### Required work
Print all the records below, word for word and in full.

### Input
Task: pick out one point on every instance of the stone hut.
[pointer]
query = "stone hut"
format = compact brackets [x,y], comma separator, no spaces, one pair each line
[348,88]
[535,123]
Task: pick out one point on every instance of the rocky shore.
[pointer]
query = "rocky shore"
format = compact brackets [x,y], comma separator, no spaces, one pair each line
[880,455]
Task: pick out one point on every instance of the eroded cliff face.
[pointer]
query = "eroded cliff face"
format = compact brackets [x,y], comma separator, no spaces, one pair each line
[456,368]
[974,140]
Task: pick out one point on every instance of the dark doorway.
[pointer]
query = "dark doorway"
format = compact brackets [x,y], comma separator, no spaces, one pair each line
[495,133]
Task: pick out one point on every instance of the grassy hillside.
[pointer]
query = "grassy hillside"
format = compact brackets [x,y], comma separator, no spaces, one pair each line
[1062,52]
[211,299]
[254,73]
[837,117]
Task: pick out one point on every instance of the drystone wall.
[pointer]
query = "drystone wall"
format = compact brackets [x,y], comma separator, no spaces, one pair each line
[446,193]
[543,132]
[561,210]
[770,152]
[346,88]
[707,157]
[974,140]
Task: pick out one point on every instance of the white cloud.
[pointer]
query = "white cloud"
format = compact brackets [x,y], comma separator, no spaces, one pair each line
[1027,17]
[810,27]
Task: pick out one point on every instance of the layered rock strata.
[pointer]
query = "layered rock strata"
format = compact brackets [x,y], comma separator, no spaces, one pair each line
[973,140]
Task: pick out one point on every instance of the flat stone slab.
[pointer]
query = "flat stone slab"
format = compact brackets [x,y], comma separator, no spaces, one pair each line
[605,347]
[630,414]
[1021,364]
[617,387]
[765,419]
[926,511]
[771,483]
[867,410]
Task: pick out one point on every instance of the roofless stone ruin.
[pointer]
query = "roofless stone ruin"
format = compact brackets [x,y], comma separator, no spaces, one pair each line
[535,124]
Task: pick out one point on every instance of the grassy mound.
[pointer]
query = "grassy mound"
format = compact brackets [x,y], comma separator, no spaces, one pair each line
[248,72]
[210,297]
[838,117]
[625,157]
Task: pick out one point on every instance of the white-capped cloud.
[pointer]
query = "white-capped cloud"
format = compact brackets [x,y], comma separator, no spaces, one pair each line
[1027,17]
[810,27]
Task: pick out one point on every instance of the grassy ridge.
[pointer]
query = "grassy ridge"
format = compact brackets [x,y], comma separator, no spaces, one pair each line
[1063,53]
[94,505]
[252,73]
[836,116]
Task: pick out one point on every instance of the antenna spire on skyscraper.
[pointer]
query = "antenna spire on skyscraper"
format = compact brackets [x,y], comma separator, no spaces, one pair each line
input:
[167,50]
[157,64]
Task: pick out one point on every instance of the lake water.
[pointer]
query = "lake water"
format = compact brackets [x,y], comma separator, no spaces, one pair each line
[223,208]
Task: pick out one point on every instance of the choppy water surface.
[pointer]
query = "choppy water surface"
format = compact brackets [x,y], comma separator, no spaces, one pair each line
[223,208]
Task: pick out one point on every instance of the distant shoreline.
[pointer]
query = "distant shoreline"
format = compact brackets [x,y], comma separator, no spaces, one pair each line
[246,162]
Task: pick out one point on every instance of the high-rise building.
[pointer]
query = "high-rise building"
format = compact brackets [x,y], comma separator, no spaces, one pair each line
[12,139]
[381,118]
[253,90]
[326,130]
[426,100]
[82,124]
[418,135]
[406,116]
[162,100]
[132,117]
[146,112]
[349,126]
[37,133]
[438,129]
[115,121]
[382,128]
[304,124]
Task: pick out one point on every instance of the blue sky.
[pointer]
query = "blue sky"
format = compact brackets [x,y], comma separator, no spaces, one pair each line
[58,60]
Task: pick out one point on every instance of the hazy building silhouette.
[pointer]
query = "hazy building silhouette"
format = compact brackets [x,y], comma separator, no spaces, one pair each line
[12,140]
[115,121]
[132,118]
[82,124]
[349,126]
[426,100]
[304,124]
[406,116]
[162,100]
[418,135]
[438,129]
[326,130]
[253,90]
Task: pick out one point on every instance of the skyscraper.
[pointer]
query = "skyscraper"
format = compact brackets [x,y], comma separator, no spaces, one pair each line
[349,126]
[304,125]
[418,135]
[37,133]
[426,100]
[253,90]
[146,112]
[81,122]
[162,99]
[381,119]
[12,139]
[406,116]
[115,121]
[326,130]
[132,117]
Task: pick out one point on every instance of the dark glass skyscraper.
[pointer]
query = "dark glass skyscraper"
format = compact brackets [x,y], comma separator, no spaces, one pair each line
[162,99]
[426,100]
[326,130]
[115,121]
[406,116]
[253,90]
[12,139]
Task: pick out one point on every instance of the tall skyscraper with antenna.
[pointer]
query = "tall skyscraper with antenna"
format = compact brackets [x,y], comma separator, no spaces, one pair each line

### Answer section
Task: pick out one point on every instance of the stone hut.
[pointer]
query = "stone hut"
format = compact brackets [x,y], comma separator, no spaces, one pair each line
[348,88]
[535,123]
Task: pick out one point on every instance of the rocky shore.
[pointer]
query = "rocky shore"
format = compact brackets [x,y], comma separator, no spaces, one pair each line
[880,455]
Task: pick out one point on every instance of the eroded cliff face.
[pointer]
query = "eroded cliff face"
format = compact brackets [x,y], comma separator, no spaces, one pair each line
[456,368]
[974,140]
Task: pick out one point on every instance of the dark doorway.
[pointer]
query = "dark doorway"
format = compact brackets [x,y], comma separator, no spaces, one pair each line
[495,133]
Task: pick out one point on every instance of the grassy hillside.
[pointer]
query = "grassy hillside"
format = compact brackets [x,y], comma separator, no spaces, one pair each line
[1062,52]
[211,299]
[254,73]
[837,117]
Task: pick out one point on every instance of the drystone wall.
[pointer]
query = "drystone wall"
format = compact brackets [x,y], comma separator, no spaces, one pair each line
[446,193]
[543,132]
[561,210]
[770,152]
[346,88]
[707,157]
[974,140]
Task: pick out one point on every instance of the white cloud.
[pointer]
query = "white cloud"
format = compact brackets [x,y], comma separator, no spaces, one pair each line
[1027,17]
[810,27]
Task: pick out one point on every instance of the layered rock strata.
[pointer]
query = "layered rock strata"
format = compact brackets [x,y], comma separator, no spaces, one pair each line
[973,140]
Task: pick out one point on every instance of the flat stone slab.
[pointer]
query = "flat stone slab"
format = compact brackets [x,y], comma separator, no spaces, one pair each line
[605,347]
[630,414]
[1021,364]
[617,387]
[765,419]
[926,511]
[771,483]
[867,410]
Task: pick out one point on every instance of the roofless stone ruin.
[pointer]
query = "roofless stone ruin"
format = compact brackets [x,y], comma separator, no spaces, one pair each line
[535,124]
Task: pick out one point on every instance of the grassy mound.
[pointer]
query = "grassy mound"
format = compact brackets [x,y], comma separator, no spaces, one pair each line
[248,72]
[210,297]
[838,117]
[625,157]
Task: pick out one point on every instance of the white-capped cloud.
[pointer]
query = "white-capped cloud"
format = compact brackets [x,y], comma separator, no spaces, one pair each line
[1027,17]
[810,27]
Task: pick out one point on every instance of the grassy ridge.
[pointer]
query = "grassy ridge"
format = compact brackets [x,y], comma separator, no spaces, one pair each line
[1063,53]
[94,505]
[252,73]
[836,116]
Task: pick out one point on every instance of the antenna spire on skyscraper.
[pointer]
query = "antenna spire on skyscraper"
format = compact brackets [x,y], comma separator, no spaces, one pair each line
input:
[167,50]
[157,64]
Task: pick out one point on every instance of the lake water.
[pointer]
query = "lake water"
format = compact brackets [x,y], comma separator, no spaces, one pair each line
[223,208]
Task: pick out one point on every instance of the choppy water surface.
[pointer]
query = "choppy water surface"
format = compact brackets [x,y], comma separator, no spaces, one pair each line
[223,208]
Task: pick out one point on every instance of the distant shoreline.
[pointer]
query = "distant shoreline"
format = compact brackets [x,y], comma separator, no spaces, one pair each line
[246,162]
Task: pick out one point on every instance of the high-rise building.
[pointer]
query = "high-rise building"
format = compact brackets [x,y], comma separator, no spaces, one pair each line
[12,139]
[381,118]
[253,90]
[326,130]
[426,100]
[82,124]
[418,135]
[406,116]
[162,100]
[132,117]
[146,112]
[349,126]
[37,133]
[438,129]
[115,121]
[382,128]
[304,124]
Task: pick out one point on every instance of the blue sky.
[pointer]
query = "blue sky"
format = compact brackets [x,y], comma separator, no spaces, one pair each line
[58,60]
Task: pick out one point on every instance of the hazy building silhouette.
[pointer]
query = "hazy building silhouette"
format = compact brackets [x,y], comma separator, no spaces, one pair each line
[12,140]
[115,121]
[132,118]
[82,124]
[349,126]
[426,100]
[304,124]
[406,116]
[162,100]
[418,135]
[438,129]
[326,130]
[253,90]
Task: pick out one point on every instance of the skyscraper.
[pointer]
query = "skyscraper"
format = compact brackets [x,y], comma separator, no spaces, one pair each line
[349,126]
[304,125]
[418,135]
[37,133]
[426,100]
[253,90]
[146,112]
[81,122]
[162,99]
[381,119]
[12,139]
[406,116]
[115,121]
[326,130]
[132,117]
Task: pick out one point on every instance of the dark glass skyscraper.
[pointer]
query = "dark glass skyscraper"
format = compact brackets [x,y], comma separator, no spaces, one pair each line
[162,99]
[426,100]
[326,130]
[115,121]
[406,116]
[253,90]
[12,139]
Task: pick out one point on every instance of the tall skyscraper with antenna.
[pointer]
query = "tall skyscraper with antenna"
format = compact brackets [x,y], comma separator, no spaces, one pair each line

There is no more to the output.